Excerpted data:

=== Section Start ===

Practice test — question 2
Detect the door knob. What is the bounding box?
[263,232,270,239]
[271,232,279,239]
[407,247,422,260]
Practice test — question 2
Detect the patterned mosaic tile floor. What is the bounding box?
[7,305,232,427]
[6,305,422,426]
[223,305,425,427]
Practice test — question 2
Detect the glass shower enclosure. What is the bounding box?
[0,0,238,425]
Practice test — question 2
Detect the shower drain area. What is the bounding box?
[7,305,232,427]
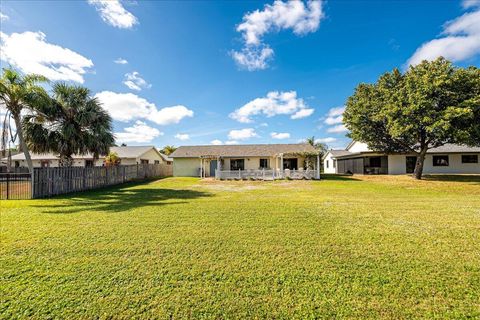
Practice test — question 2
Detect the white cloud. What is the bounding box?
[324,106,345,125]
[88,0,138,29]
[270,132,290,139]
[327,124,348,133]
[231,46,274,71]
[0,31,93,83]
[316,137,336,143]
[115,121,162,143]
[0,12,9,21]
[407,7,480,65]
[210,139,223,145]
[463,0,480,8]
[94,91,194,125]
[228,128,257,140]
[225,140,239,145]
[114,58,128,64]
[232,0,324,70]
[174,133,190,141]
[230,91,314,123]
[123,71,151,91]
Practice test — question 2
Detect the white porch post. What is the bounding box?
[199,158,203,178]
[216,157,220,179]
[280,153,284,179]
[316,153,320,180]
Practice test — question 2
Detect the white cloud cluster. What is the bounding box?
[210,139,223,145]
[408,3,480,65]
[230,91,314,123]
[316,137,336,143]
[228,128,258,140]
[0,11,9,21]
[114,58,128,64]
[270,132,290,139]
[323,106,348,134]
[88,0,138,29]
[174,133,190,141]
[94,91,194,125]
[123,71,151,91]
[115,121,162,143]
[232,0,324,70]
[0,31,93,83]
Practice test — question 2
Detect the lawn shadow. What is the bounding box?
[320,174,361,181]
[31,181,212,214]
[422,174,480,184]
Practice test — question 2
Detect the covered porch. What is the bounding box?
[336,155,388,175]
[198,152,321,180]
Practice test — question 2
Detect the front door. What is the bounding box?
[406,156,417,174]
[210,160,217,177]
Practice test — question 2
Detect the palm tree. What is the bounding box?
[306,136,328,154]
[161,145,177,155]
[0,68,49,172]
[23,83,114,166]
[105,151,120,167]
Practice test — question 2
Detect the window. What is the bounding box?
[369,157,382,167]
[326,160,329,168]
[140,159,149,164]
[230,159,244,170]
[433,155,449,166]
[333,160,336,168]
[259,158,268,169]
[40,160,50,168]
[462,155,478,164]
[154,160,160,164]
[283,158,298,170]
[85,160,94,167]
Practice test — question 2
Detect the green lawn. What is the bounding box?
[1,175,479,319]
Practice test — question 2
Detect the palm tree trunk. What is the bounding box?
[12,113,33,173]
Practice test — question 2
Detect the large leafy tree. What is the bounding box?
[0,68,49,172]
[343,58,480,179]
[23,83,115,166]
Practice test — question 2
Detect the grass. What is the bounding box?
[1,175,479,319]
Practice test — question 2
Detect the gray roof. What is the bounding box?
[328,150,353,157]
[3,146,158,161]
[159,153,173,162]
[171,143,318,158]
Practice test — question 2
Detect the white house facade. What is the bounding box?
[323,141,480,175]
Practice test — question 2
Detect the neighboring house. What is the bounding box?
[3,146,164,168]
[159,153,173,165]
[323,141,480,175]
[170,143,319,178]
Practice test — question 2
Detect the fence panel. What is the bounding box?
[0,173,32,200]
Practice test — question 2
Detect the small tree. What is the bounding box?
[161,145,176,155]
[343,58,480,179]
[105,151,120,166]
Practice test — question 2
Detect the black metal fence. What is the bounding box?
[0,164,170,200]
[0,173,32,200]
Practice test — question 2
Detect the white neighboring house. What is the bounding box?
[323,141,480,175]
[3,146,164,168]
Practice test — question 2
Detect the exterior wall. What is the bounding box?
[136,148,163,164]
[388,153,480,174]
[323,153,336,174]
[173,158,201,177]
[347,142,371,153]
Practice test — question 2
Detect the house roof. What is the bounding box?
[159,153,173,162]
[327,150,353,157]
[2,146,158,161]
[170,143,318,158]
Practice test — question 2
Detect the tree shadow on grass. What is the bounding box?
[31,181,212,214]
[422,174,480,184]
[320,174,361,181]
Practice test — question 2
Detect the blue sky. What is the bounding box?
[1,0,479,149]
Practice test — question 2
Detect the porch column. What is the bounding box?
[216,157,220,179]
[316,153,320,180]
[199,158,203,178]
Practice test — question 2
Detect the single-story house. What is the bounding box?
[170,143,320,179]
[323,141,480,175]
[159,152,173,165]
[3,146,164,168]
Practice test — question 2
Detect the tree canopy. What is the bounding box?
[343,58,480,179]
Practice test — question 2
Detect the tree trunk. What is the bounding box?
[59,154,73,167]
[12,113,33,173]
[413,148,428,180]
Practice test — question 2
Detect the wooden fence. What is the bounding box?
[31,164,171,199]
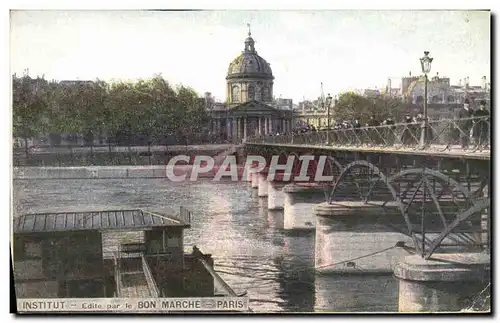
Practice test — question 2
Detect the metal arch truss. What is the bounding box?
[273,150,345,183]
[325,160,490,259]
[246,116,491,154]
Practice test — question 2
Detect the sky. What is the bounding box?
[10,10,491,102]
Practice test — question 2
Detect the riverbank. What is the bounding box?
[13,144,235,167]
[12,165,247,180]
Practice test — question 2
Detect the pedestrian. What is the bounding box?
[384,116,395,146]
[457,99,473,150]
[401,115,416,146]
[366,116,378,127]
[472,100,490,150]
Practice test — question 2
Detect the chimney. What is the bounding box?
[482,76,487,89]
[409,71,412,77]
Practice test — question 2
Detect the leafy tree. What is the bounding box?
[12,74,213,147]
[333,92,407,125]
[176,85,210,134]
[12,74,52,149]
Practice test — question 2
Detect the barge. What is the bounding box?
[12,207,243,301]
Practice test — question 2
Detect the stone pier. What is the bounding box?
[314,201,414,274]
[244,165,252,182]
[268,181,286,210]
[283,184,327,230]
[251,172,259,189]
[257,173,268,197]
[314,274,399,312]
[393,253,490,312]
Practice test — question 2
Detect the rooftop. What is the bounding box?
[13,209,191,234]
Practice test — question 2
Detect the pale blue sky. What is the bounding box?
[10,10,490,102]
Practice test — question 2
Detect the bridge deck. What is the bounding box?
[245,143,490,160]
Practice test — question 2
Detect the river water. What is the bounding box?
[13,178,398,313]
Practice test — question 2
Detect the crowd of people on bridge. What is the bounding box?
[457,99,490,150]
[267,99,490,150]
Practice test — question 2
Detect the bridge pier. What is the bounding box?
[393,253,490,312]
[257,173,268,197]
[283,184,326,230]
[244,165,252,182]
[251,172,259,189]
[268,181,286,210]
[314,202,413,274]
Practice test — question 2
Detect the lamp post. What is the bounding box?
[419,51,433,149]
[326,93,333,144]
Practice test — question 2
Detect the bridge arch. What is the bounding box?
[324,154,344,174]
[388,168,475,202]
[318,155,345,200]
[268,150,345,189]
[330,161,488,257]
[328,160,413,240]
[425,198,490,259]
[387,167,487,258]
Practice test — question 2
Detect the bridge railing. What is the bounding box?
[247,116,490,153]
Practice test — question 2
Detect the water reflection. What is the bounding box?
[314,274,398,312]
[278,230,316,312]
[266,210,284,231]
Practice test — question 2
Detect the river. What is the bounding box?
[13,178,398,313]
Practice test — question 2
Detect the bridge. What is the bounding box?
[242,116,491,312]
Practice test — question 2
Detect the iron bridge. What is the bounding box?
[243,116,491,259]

=== Section End ===
=== Section Start ===

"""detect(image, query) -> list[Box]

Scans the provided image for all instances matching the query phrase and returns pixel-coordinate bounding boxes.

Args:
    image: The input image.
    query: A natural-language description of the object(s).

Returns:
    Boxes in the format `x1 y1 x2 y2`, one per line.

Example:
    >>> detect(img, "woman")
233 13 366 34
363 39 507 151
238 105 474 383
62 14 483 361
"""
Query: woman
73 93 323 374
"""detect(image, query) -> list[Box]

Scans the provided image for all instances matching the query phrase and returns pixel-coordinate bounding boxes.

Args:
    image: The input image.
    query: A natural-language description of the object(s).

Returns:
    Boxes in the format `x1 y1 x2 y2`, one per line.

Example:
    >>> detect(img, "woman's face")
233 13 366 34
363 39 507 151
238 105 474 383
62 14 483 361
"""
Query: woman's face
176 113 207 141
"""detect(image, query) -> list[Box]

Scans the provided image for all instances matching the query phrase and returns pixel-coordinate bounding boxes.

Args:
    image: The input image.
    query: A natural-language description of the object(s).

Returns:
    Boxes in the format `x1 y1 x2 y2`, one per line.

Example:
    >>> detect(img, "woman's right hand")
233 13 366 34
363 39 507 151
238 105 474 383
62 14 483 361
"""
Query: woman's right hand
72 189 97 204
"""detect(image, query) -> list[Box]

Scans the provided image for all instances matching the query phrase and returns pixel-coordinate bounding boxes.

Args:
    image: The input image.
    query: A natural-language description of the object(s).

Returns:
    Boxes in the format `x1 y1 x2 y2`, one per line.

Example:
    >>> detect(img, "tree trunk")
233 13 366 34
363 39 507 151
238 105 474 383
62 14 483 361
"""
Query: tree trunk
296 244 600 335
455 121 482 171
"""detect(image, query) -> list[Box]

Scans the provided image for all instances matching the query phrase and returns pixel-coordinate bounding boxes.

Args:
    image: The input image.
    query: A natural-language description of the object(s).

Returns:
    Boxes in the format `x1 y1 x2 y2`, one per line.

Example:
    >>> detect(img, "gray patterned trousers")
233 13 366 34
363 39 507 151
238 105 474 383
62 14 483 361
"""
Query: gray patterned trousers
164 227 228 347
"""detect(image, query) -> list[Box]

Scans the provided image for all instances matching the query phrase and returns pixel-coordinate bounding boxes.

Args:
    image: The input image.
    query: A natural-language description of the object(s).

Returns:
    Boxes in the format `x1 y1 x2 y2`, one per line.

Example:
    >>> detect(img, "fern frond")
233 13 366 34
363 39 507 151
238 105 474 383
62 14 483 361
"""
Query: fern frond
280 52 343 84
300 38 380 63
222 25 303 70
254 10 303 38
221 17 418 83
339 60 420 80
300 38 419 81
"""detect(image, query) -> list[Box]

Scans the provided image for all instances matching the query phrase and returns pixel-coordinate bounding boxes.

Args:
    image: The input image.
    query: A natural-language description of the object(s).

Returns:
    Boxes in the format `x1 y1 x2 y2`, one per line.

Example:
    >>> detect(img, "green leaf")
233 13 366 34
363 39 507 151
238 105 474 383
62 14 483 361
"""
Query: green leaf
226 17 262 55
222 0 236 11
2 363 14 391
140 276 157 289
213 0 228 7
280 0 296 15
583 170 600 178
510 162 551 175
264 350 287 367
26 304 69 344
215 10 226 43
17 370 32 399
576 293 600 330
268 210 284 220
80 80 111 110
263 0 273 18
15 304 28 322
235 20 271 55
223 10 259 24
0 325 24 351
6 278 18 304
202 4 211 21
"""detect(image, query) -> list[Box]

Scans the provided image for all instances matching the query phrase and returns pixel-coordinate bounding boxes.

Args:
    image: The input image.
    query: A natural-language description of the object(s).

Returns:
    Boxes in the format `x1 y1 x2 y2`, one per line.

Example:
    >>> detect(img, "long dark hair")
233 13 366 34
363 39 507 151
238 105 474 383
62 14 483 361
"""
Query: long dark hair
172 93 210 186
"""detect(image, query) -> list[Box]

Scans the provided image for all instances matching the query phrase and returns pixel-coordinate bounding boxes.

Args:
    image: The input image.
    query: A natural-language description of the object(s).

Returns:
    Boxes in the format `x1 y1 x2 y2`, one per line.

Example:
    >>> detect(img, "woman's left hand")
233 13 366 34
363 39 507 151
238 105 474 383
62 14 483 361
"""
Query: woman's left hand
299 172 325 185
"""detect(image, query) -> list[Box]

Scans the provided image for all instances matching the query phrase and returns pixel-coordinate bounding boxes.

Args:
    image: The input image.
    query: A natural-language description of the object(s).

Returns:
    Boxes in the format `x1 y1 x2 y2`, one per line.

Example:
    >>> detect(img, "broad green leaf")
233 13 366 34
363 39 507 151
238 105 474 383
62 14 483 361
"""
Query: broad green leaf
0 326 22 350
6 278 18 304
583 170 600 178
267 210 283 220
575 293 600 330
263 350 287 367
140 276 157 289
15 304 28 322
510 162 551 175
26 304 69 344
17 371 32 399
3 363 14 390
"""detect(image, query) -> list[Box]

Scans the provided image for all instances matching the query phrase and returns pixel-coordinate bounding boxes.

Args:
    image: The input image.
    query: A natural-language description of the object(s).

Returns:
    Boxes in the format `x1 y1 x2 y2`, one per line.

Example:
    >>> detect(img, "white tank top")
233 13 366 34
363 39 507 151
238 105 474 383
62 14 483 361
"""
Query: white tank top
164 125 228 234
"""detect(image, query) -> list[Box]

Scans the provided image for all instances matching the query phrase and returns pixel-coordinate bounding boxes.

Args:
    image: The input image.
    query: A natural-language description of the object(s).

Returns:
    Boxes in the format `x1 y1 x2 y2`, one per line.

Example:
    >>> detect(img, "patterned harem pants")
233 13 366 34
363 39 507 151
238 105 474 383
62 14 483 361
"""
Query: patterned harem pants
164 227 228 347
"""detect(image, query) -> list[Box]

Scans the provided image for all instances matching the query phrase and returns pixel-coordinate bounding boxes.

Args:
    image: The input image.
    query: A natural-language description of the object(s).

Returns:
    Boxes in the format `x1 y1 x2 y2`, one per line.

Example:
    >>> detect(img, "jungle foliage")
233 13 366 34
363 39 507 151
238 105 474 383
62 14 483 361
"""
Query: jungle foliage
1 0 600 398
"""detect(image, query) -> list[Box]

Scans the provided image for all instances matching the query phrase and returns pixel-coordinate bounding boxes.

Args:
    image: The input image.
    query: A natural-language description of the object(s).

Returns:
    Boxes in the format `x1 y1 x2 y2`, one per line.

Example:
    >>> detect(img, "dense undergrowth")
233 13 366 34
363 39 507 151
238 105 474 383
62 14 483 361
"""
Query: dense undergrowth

=== Section End ===

To do: Please copy each line of the records above in which the word "dense" can be found.

Response to the task:
    >>> detect(img, "dense undergrowth")
Query: dense undergrowth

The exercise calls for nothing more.